TO BE DONE: Write out all of the following lines exactly, character for character, but leave the pictures out of your copy.

---- DATA FOR THIS EXERCISE

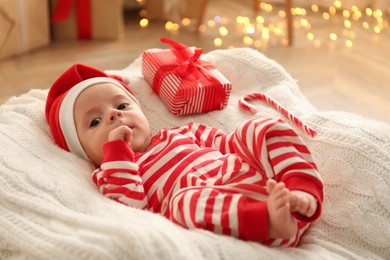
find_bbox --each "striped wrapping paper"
[142,39,232,116]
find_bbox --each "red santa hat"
[45,64,138,160]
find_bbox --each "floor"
[0,0,390,124]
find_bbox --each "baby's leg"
[266,180,298,239]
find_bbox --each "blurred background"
[0,0,390,124]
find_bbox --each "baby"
[46,64,323,246]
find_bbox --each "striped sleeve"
[92,140,148,209]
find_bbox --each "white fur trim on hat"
[59,77,139,160]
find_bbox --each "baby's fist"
[108,125,133,145]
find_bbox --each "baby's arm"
[92,127,148,209]
[290,190,317,218]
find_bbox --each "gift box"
[142,38,232,116]
[0,0,50,59]
[50,0,124,39]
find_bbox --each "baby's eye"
[89,118,101,128]
[117,103,129,110]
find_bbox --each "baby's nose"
[109,110,123,121]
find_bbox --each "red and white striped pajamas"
[92,119,323,246]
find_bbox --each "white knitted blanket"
[0,48,390,260]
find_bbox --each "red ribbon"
[152,38,227,110]
[51,0,92,39]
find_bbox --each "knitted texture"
[0,48,390,259]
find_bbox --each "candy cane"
[239,93,317,137]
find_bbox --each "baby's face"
[74,83,151,165]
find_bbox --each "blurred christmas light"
[219,26,229,36]
[139,18,149,28]
[142,0,389,48]
[181,18,191,26]
[329,33,337,41]
[214,38,222,47]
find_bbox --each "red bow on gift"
[51,0,92,39]
[152,38,224,93]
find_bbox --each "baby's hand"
[108,125,133,145]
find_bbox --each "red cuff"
[238,199,268,241]
[282,175,324,222]
[102,140,134,163]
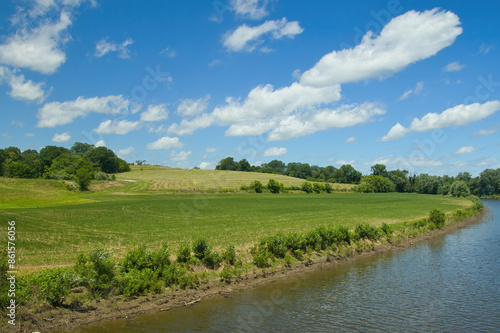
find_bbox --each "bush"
[250,180,264,193]
[267,179,285,194]
[94,171,109,180]
[35,268,75,306]
[300,182,313,193]
[75,248,115,295]
[177,243,191,262]
[193,237,210,260]
[429,208,446,229]
[222,245,236,265]
[354,223,380,241]
[450,180,470,197]
[313,183,323,193]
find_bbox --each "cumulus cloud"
[95,140,106,147]
[118,147,135,156]
[0,66,48,103]
[52,132,71,142]
[455,146,477,154]
[170,151,191,162]
[399,82,424,101]
[223,18,304,52]
[94,38,134,59]
[168,9,462,140]
[141,104,168,121]
[231,0,269,20]
[300,9,462,86]
[94,119,141,135]
[262,147,288,156]
[177,95,210,117]
[380,101,500,141]
[443,61,465,72]
[146,136,184,149]
[37,95,131,127]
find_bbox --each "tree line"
[215,157,500,197]
[0,142,130,190]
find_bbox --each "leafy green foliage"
[450,180,470,197]
[429,208,446,229]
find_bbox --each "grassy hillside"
[0,179,469,268]
[111,165,353,192]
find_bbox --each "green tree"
[71,142,95,155]
[267,179,283,194]
[371,164,387,177]
[450,180,470,197]
[85,147,120,173]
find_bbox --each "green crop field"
[0,170,470,269]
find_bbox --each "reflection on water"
[65,200,500,332]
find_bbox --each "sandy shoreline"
[10,209,486,332]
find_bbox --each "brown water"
[61,200,500,333]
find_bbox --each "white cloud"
[443,61,465,72]
[399,82,424,101]
[118,147,135,156]
[231,0,269,20]
[146,136,184,149]
[167,113,213,135]
[94,38,134,59]
[223,18,304,52]
[198,162,214,169]
[52,132,71,142]
[262,147,288,156]
[472,126,500,137]
[95,140,106,147]
[380,101,500,141]
[160,47,177,58]
[37,95,130,127]
[94,119,141,135]
[455,146,477,154]
[0,66,47,103]
[0,11,72,74]
[336,160,355,166]
[267,103,385,141]
[300,9,462,86]
[141,104,168,121]
[177,95,210,117]
[170,151,191,162]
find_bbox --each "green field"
[0,170,470,269]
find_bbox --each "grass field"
[111,165,353,192]
[0,170,470,269]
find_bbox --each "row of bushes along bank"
[0,198,483,311]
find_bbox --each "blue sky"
[0,0,500,175]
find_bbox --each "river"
[66,200,500,333]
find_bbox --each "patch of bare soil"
[13,211,484,332]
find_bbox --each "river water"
[67,200,500,333]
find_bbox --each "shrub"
[450,180,470,197]
[35,268,75,305]
[354,223,380,241]
[75,248,115,295]
[250,180,264,193]
[177,243,191,262]
[193,237,210,260]
[203,251,222,269]
[267,179,285,194]
[429,208,446,229]
[300,182,313,193]
[222,245,236,265]
[94,171,109,180]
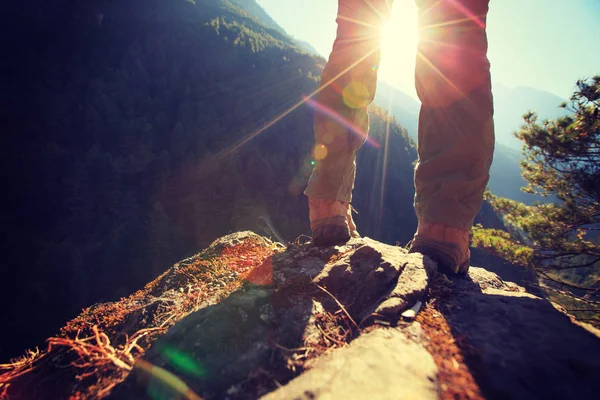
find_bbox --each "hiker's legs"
[304,0,391,203]
[415,0,494,232]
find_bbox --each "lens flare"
[303,97,381,149]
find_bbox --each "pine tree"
[473,76,600,322]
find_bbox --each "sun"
[379,0,418,92]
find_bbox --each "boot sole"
[408,237,471,276]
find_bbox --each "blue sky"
[257,0,600,98]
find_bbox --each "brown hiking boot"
[308,197,360,246]
[408,223,471,275]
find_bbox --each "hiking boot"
[346,204,360,238]
[308,197,360,246]
[408,223,471,275]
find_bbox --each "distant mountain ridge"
[0,0,416,361]
[375,81,566,204]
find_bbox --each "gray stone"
[261,329,438,400]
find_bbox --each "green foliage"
[0,0,416,357]
[473,76,600,318]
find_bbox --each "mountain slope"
[0,0,416,359]
[0,232,600,400]
[375,82,565,204]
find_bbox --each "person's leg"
[304,0,392,245]
[411,0,494,273]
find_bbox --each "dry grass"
[0,236,277,399]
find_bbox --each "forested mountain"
[375,82,566,204]
[0,0,416,361]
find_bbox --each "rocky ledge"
[0,232,600,400]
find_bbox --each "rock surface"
[261,328,438,400]
[84,233,600,400]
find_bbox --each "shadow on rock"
[111,239,432,399]
[434,268,600,399]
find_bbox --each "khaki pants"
[305,0,494,231]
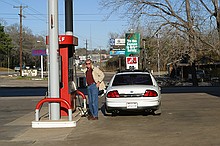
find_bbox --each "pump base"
[32,121,76,128]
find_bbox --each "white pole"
[40,55,44,79]
[48,0,60,120]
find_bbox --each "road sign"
[125,33,140,57]
[32,49,47,56]
[126,57,138,69]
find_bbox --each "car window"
[112,74,153,86]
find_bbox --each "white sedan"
[105,71,161,115]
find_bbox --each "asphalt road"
[0,72,220,146]
[0,87,220,146]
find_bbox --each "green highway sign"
[125,33,140,57]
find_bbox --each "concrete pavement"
[0,74,220,146]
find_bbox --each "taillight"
[144,90,158,97]
[107,90,120,98]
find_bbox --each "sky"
[0,0,127,49]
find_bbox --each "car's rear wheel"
[153,103,162,116]
[104,104,112,116]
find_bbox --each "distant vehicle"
[14,66,30,72]
[188,69,206,81]
[104,70,161,115]
[14,66,20,72]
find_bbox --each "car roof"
[116,70,150,74]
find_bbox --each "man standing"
[84,59,105,120]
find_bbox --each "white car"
[104,70,161,115]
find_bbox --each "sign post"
[125,33,140,57]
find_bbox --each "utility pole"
[14,5,28,76]
[86,39,88,59]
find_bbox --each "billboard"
[115,39,125,46]
[126,57,138,69]
[125,33,140,57]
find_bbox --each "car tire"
[153,104,162,116]
[104,104,112,116]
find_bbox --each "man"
[84,59,105,120]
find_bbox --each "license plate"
[127,102,137,109]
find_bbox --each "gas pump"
[59,35,78,116]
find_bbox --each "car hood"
[107,85,160,94]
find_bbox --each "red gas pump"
[59,35,78,116]
[46,35,78,116]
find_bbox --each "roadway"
[0,72,220,146]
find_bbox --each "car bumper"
[106,97,160,111]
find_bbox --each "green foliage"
[0,24,12,56]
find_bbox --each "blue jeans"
[87,84,99,117]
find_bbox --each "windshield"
[112,74,153,86]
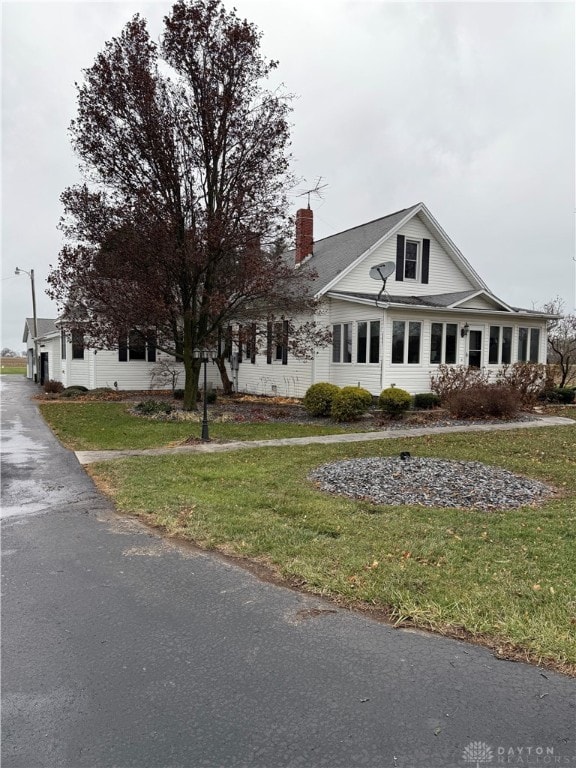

--------

REPLY TO THE TASK:
find_bbox --each "striped wrapping paper"
[142,39,232,116]
find_bbox --each "red santa hat"
[45,64,138,160]
find_bbox --each "floor"
[0,0,390,124]
find_bbox --each "baby's leg"
[266,180,298,239]
find_bbox --each "blurred background"
[0,0,390,124]
find_bbox --each "baby"
[46,64,323,246]
find_bbox --each "striped sleeve"
[92,140,148,209]
find_bbox --each "white fur trim on hat"
[59,77,139,160]
find_bbox --each "baby's fist"
[108,125,133,145]
find_bbox --each "baby's arm"
[92,127,148,209]
[290,190,317,218]
find_bbox --each "gift box"
[142,38,232,116]
[0,0,50,59]
[50,0,124,39]
find_bbox --each "baby's eye"
[89,118,101,128]
[117,103,129,110]
find_bbox --each "baby's nose"
[109,110,123,121]
find_bbox --each "red and white striped pajamas"
[92,119,323,246]
find_bbox --each "white knitted blanket"
[0,48,390,260]
find_bbox --each "red ribbon"
[152,38,227,110]
[51,0,92,39]
find_bbox --each "knitted texture"
[0,48,390,259]
find_bbox --each "candy cane"
[239,93,317,137]
find_bbox --each "baby's face"
[74,83,151,165]
find_bbox --each "blurred christmas light"
[219,26,229,36]
[139,18,149,28]
[142,0,389,48]
[181,18,191,26]
[329,33,337,41]
[214,38,222,47]
find_bbox --each "red bow on gift"
[51,0,92,39]
[152,38,224,93]
find_bbox --each "baby's hand"
[108,125,133,145]
find_bbox --each "red cuff"
[238,199,268,241]
[282,175,324,222]
[102,140,134,163]
find_bbox --each "bush"
[250,180,264,193]
[267,179,285,194]
[94,171,109,180]
[35,268,75,306]
[300,182,313,193]
[75,248,115,295]
[177,243,191,262]
[193,237,210,260]
[429,208,446,229]
[222,245,236,265]
[354,223,380,241]
[450,180,470,197]
[313,183,323,193]
find_bbox --each "cumulus cloud"
[95,140,106,147]
[118,147,135,156]
[0,66,48,103]
[52,132,71,142]
[455,146,477,154]
[170,151,191,162]
[399,82,424,101]
[223,18,304,52]
[94,38,134,59]
[168,9,462,140]
[141,104,168,121]
[231,0,269,20]
[300,9,462,86]
[94,119,141,135]
[262,147,288,156]
[177,95,210,117]
[380,101,500,141]
[443,61,465,72]
[146,136,184,149]
[37,95,131,127]
find_bbox --each "tree line"
[215,157,500,197]
[0,142,130,190]
find_bbox --each "leafy green foliage"
[450,180,470,197]
[429,208,446,229]
find_bbox --each "grassy hillside"
[0,179,469,268]
[111,165,353,192]
find_bbox --each "green tree"
[71,142,95,155]
[267,179,283,194]
[371,164,387,177]
[450,180,470,197]
[85,147,120,173]
find_bbox --each "green crop field"
[0,170,470,269]
find_bbox --each "reflection on water"
[65,200,500,332]
find_bbox --each "sandy shoreline"
[10,209,486,332]
find_bbox --each "brown water"
[61,200,500,333]
find_bbox --each "white cloud"
[443,61,465,72]
[399,82,424,101]
[118,147,135,156]
[231,0,269,20]
[146,136,184,149]
[167,113,213,135]
[94,38,134,59]
[223,18,304,52]
[198,162,214,169]
[52,132,71,142]
[262,147,288,156]
[472,126,500,137]
[95,140,106,147]
[380,101,500,141]
[160,47,177,58]
[37,95,130,127]
[94,119,141,135]
[455,146,477,154]
[0,66,47,103]
[0,11,72,74]
[336,160,355,166]
[267,103,385,141]
[300,9,462,86]
[141,104,168,121]
[177,95,210,117]
[170,151,191,162]
find_bbox --each "green field"
[0,170,470,269]
find_bbox --each "grass field"
[111,165,353,192]
[0,170,470,269]
find_bbox --each "row of bushes along bank"
[0,198,483,311]
find_bbox --each "blue sky"
[0,0,500,175]
find_bbox --each "river"
[66,200,500,333]
find_bbox --each "patch of bare soil"
[13,211,484,332]
find_bbox --each "river water"
[67,200,500,333]
find_bbox --each "shrub"
[450,180,470,197]
[35,268,75,305]
[354,223,380,241]
[75,248,115,295]
[250,180,264,193]
[177,243,191,262]
[193,237,210,260]
[203,251,222,269]
[267,179,285,194]
[429,208,446,229]
[300,182,313,193]
[222,245,236,265]
[94,171,109,180]
find_bbox --each "hiker's legs"
[304,0,391,203]
[415,0,494,232]
find_bbox --each "lens flare"
[303,97,381,149]
find_bbox --each "pine tree"
[473,76,600,322]
find_bbox --each "sun"
[379,0,418,92]
find_bbox --each "boot sole"
[408,237,471,276]
find_bbox --each "blue sky"
[257,0,600,98]
find_bbox --each "brown hiking boot"
[308,197,360,246]
[408,223,471,275]
find_bbox --each "hiking boot"
[346,204,360,238]
[308,197,360,246]
[408,223,471,275]
find_bbox --each "distant mountain ridge"
[0,0,416,361]
[375,81,566,204]
find_bbox --each "gray stone"
[261,329,438,400]
find_bbox --each "green foliage"
[0,0,416,357]
[473,76,600,318]
find_bbox --each "mountain slope"
[0,0,416,359]
[0,232,600,400]
[375,82,565,204]
find_bbox --each "person's leg"
[304,0,392,245]
[411,0,494,273]
find_bbox --each "dry grass"
[0,236,277,399]
find_bbox --each "forested mountain"
[375,82,566,204]
[0,0,416,361]
find_bbox --each "rocky ledge"
[0,232,600,400]
find_bbox --each "rock surface"
[261,328,438,400]
[84,233,600,400]
find_bbox --each "shadow on rock"
[111,239,432,399]
[434,268,600,399]
find_bbox --each "khaki pants"
[305,0,494,231]
find_bbox --each "pump base"
[32,121,76,128]
find_bbox --each "white pole"
[40,55,44,79]
[48,0,60,120]
find_bbox --each "road sign"
[125,33,140,57]
[32,49,47,56]
[126,57,138,69]
find_bbox --each "car window"
[112,74,153,86]
find_bbox --each "white sedan"
[105,71,161,115]
find_bbox --each "asphalt road"
[0,72,220,146]
[0,87,220,146]
find_bbox --each "green highway sign"
[125,33,140,57]
find_bbox --each "concrete pavement"
[0,74,220,146]
find_bbox --each "taillight"
[144,90,158,97]
[107,90,120,98]
find_bbox --each "sky"
[0,0,127,49]
find_bbox --each "car's rear wheel"
[153,103,162,116]
[104,104,112,116]
find_bbox --each "distant vehicle"
[14,66,30,72]
[188,69,206,81]
[104,70,161,115]
[14,66,20,72]
find_bbox --each "car roof"
[116,70,150,74]
find_bbox --each "man standing"
[84,59,105,120]
find_bbox --each "white car"
[104,70,161,115]
find_bbox --each "sign post"
[125,33,140,57]
find_bbox --each "utility pole"
[14,5,28,76]
[86,39,88,59]
find_bbox --each "billboard"
[115,39,125,46]
[126,57,138,69]
[125,33,140,57]
find_bbox --each "car tire"
[153,104,162,116]
[104,104,112,116]
find_bbox --each "man"
[84,59,105,120]
find_bbox --each "license plate"
[127,102,137,109]
find_bbox --each "gas pump"
[59,35,78,116]
find_bbox --each "car hood"
[107,85,160,94]
find_bbox --each "red gas pump"
[59,35,78,116]
[46,35,78,116]
find_bbox --each "roadway"
[0,72,220,146]
find_bbox --each "car bumper"
[106,97,160,111]
find_bbox --each "green foliage"
[0,24,12,56]
find_bbox --each "blue jeans"
[87,84,99,117]
find_bbox --each "windshield"
[112,74,153,86]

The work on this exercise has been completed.